[Work to do] Retype the data that follows line by line, exactly, and leave its pictures out.

* start *

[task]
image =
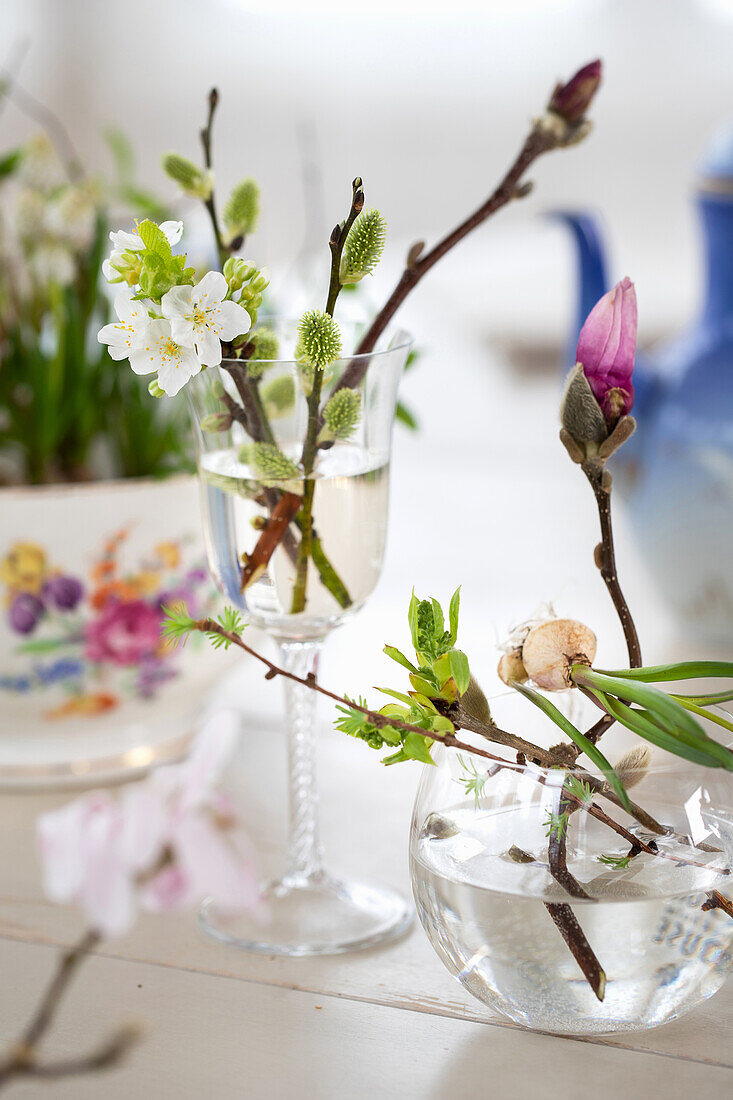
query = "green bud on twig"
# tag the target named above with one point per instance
(270, 462)
(363, 246)
(319, 340)
(192, 179)
(242, 209)
(265, 343)
(341, 415)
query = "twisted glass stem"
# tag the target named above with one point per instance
(305, 854)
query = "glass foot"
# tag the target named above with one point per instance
(313, 915)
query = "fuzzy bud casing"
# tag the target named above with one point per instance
(551, 647)
(580, 414)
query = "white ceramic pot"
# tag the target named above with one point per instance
(87, 689)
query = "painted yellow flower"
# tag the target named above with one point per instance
(168, 553)
(24, 568)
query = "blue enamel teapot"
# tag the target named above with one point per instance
(677, 471)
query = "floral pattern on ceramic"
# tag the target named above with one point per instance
(96, 635)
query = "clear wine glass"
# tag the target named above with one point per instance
(253, 486)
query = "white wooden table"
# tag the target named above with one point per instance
(390, 1022)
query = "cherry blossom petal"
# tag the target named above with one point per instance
(231, 320)
(173, 231)
(209, 290)
(216, 869)
(208, 347)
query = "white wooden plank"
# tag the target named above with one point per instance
(223, 1038)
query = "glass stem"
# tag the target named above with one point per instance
(305, 854)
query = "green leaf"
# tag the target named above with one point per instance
(642, 723)
(154, 240)
(682, 670)
(396, 694)
(438, 623)
(666, 708)
(404, 416)
(440, 724)
(591, 750)
(412, 619)
(459, 668)
(45, 645)
(709, 700)
(415, 747)
(10, 162)
(452, 615)
(423, 685)
(710, 715)
(400, 658)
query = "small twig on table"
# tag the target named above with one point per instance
(606, 561)
(22, 1060)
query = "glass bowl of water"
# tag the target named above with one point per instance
(499, 917)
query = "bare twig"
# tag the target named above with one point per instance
(581, 950)
(606, 561)
(23, 1060)
(210, 202)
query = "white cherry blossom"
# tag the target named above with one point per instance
(130, 331)
(201, 318)
(175, 364)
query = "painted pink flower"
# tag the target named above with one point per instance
(166, 843)
(606, 348)
(123, 634)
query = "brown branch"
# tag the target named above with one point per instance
(575, 937)
(209, 202)
(272, 534)
(717, 900)
(606, 561)
(22, 1059)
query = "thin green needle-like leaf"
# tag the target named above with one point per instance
(641, 723)
(682, 670)
(708, 700)
(668, 711)
(591, 750)
(718, 718)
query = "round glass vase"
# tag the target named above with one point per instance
(295, 510)
(503, 923)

* end *

[Full output]
[task]
image =
query = "green bud on twig"
# tag the target named above with one point per instance
(270, 462)
(363, 246)
(319, 340)
(192, 179)
(242, 209)
(265, 343)
(341, 415)
query = "twisted glass stem"
# tag the target named above with one point per instance
(305, 854)
query = "glass foot"
# tag the target named above with one point per instance
(313, 915)
query = "fuzzy bud casing"
# tag the target named above with one point per instance
(551, 647)
(580, 414)
query = "white ceramic pot"
# tag the target named above with one point per instance
(87, 689)
query = "painted yellow flower"
# tag the target named above with one point per instance
(168, 553)
(24, 568)
query = "blue enamel teapot"
# tag the target named above with one point per instance
(677, 471)
query = "floral pattern on ceramic"
# tag the target named above with one point per instance
(96, 635)
query = "clear wine glass"
# tag the target named above with one point per instance
(253, 486)
query = "white wooden table"
# tag the target named above with one point per instance
(390, 1022)
query = "cherry blossom petal"
# tag the target named above with one point per instance
(231, 320)
(173, 231)
(209, 290)
(216, 869)
(208, 347)
query = "white wooden plank"
# tag the target named above with one point per instance
(223, 1038)
query = "glass stem"
# tag the target named above with one point per instance
(305, 854)
query = "green leaf"
# tag the target named above with one point per instance
(642, 723)
(154, 240)
(682, 670)
(396, 694)
(438, 623)
(666, 708)
(404, 416)
(440, 724)
(591, 750)
(412, 619)
(459, 668)
(45, 645)
(709, 700)
(415, 747)
(10, 162)
(452, 615)
(423, 685)
(710, 715)
(400, 658)
query = "small twig on table"
# tag the target named above with one point per instance
(606, 561)
(22, 1060)
query = "glass bowl of water"
# tag the target named above with one point per instance
(499, 917)
query = "bare twig"
# tag the target named above with one point per instance
(581, 950)
(606, 561)
(23, 1060)
(210, 202)
query = "white cherry blossom"
# tag the target named above with one point per instance
(130, 331)
(201, 318)
(175, 364)
query = "painted pink flower"
# tag the target named above with one point per instance
(166, 843)
(606, 348)
(123, 634)
query = "brown branch"
# tag the target named above with one point per instance
(575, 937)
(209, 202)
(272, 534)
(717, 900)
(606, 561)
(22, 1059)
query = "thin green needle-like leaf"
# tag the target named above with one point per instance
(641, 723)
(682, 670)
(708, 700)
(668, 711)
(591, 750)
(718, 718)
query = "round glass vase"
# tag the target named above with one point per instance
(295, 510)
(503, 923)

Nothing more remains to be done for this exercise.